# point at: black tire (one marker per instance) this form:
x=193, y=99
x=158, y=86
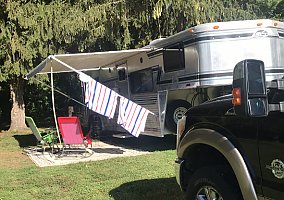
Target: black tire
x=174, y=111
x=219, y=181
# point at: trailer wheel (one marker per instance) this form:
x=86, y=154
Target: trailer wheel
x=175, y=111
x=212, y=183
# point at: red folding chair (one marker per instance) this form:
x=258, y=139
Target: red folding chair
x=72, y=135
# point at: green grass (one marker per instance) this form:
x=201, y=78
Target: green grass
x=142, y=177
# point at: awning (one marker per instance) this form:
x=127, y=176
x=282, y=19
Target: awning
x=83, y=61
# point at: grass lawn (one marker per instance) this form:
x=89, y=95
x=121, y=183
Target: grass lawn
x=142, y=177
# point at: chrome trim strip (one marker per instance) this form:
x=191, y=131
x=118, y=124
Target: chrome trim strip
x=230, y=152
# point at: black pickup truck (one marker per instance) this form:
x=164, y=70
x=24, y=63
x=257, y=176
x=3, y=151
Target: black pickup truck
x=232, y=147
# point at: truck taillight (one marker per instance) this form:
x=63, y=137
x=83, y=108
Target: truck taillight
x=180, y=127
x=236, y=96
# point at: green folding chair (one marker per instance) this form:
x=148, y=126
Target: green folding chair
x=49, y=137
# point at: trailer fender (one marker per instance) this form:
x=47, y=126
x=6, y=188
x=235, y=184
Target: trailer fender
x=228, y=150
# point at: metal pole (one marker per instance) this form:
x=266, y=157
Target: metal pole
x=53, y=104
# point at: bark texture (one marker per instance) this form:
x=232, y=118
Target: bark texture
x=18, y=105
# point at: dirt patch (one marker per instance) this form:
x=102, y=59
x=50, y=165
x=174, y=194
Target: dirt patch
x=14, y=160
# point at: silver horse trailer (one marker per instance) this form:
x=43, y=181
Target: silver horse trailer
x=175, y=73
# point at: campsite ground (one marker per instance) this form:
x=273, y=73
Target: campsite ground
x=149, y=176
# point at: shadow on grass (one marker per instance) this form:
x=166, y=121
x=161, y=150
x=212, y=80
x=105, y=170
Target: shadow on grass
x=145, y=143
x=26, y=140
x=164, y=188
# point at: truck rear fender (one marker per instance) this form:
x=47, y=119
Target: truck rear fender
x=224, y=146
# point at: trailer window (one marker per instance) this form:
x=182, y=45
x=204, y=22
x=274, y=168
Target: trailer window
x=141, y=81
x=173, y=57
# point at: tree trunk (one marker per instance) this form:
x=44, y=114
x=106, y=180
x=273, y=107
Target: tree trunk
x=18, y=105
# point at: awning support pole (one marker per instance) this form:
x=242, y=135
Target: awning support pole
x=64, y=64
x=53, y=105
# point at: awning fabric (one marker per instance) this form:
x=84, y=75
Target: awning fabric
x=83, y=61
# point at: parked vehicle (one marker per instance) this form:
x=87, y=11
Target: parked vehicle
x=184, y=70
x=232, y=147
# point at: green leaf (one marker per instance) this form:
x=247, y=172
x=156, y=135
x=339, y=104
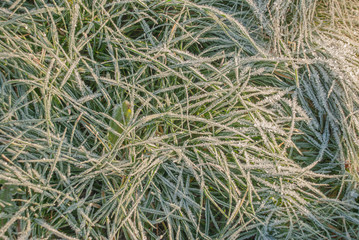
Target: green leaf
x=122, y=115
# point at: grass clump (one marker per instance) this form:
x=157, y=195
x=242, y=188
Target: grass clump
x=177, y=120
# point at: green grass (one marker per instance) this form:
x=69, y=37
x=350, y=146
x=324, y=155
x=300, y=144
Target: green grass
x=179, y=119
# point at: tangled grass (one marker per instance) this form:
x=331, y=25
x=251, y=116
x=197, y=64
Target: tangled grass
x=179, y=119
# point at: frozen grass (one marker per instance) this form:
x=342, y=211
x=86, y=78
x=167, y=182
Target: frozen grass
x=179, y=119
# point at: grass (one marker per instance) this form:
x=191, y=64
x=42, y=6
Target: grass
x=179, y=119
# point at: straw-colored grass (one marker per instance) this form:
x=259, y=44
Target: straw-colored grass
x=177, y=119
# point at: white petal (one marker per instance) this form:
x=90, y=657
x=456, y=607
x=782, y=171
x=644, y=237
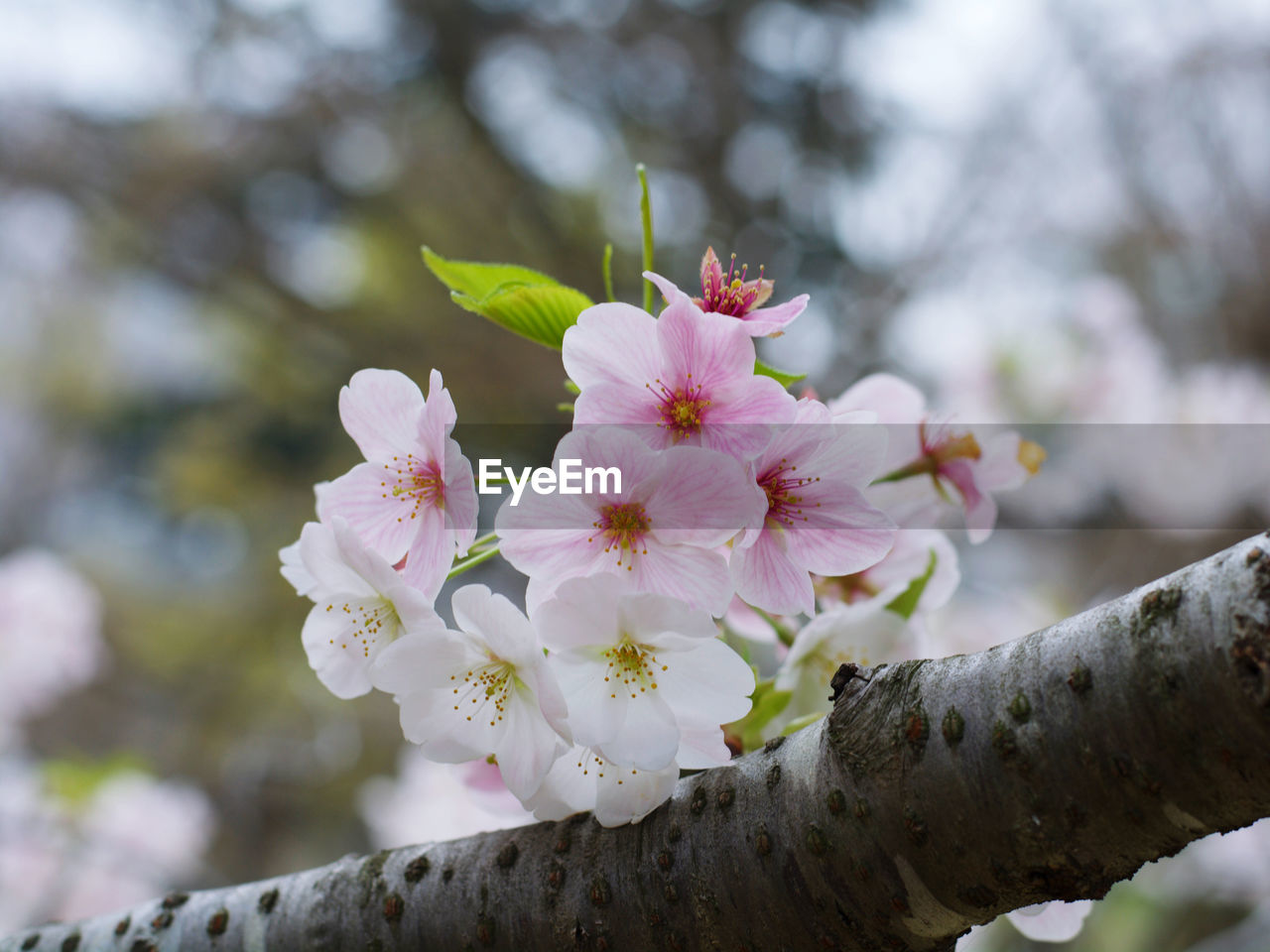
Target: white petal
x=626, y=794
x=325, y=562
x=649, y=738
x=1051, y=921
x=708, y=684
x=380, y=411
——————
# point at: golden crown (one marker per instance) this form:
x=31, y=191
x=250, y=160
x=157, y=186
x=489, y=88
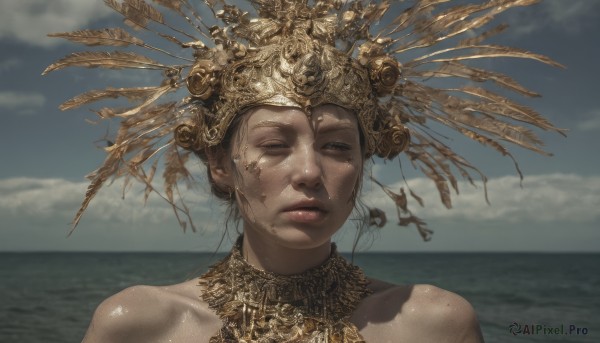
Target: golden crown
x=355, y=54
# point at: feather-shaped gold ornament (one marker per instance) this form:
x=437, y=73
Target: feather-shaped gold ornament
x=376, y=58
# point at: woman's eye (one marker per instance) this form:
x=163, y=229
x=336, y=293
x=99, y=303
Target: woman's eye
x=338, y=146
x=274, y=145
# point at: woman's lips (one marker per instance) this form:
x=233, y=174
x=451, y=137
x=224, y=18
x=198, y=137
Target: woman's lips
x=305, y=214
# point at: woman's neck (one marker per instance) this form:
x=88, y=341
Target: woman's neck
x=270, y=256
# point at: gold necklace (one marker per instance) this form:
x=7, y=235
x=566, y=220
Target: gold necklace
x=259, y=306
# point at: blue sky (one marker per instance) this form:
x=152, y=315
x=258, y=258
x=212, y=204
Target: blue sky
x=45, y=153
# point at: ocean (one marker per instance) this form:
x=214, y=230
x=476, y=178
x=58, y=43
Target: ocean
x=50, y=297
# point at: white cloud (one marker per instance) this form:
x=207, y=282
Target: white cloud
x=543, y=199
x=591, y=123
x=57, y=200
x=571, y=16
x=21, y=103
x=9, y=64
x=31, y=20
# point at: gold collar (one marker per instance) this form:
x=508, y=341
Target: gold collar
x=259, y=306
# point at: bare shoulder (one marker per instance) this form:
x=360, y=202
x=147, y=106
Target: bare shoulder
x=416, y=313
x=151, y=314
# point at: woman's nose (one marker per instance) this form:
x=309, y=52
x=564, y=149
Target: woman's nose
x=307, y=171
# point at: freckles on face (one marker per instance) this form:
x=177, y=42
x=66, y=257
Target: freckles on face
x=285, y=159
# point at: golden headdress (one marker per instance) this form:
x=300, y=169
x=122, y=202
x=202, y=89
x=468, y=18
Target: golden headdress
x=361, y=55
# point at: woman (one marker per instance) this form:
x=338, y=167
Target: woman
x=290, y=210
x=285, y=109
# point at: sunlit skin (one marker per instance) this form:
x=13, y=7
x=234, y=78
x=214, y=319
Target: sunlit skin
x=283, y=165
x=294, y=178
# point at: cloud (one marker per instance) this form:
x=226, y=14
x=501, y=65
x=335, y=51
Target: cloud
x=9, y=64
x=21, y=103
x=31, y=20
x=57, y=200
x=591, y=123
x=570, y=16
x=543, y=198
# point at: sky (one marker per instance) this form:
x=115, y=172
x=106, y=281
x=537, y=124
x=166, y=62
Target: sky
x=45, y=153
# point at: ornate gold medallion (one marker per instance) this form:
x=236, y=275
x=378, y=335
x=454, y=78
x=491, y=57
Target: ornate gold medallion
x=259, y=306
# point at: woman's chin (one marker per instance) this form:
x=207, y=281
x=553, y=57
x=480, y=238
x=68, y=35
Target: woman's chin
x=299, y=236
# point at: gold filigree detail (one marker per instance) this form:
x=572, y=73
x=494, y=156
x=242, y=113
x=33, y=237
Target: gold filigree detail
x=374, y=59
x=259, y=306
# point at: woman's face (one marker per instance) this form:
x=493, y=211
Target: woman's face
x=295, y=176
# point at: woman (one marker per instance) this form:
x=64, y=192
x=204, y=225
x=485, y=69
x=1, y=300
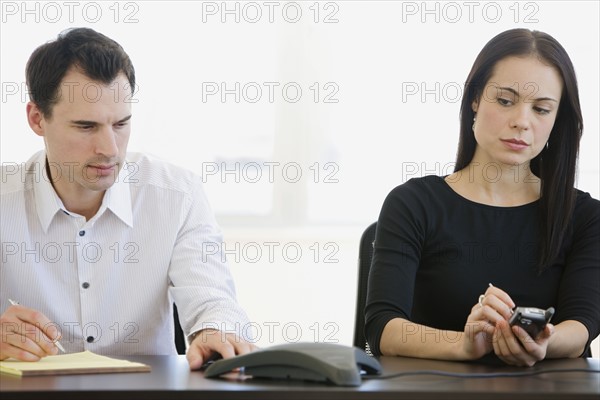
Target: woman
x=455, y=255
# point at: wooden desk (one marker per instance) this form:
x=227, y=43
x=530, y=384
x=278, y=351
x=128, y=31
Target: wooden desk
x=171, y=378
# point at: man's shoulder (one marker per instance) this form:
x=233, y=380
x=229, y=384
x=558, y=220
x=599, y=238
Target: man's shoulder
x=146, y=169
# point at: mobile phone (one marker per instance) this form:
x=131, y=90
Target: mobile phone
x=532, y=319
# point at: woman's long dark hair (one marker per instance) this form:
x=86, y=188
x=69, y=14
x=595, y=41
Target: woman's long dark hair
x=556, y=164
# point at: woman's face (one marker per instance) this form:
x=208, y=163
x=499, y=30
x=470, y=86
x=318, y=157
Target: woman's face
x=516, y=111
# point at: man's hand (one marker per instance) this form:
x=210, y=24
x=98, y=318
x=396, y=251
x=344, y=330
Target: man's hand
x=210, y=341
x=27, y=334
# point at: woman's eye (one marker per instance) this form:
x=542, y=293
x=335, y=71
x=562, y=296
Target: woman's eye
——————
Given task — Reproduce the part of the listing above from the line with "# point at: man's shoulder" up to and including the line with "x=532, y=319", with every line unchanged.

Result for this task —
# point at: man's shoulder (one marker per instance) this form:
x=233, y=380
x=229, y=384
x=558, y=220
x=599, y=238
Target: man's shoulder
x=146, y=169
# point at: mobile phone (one marker per instance) this form:
x=131, y=90
Target: mobile phone
x=532, y=319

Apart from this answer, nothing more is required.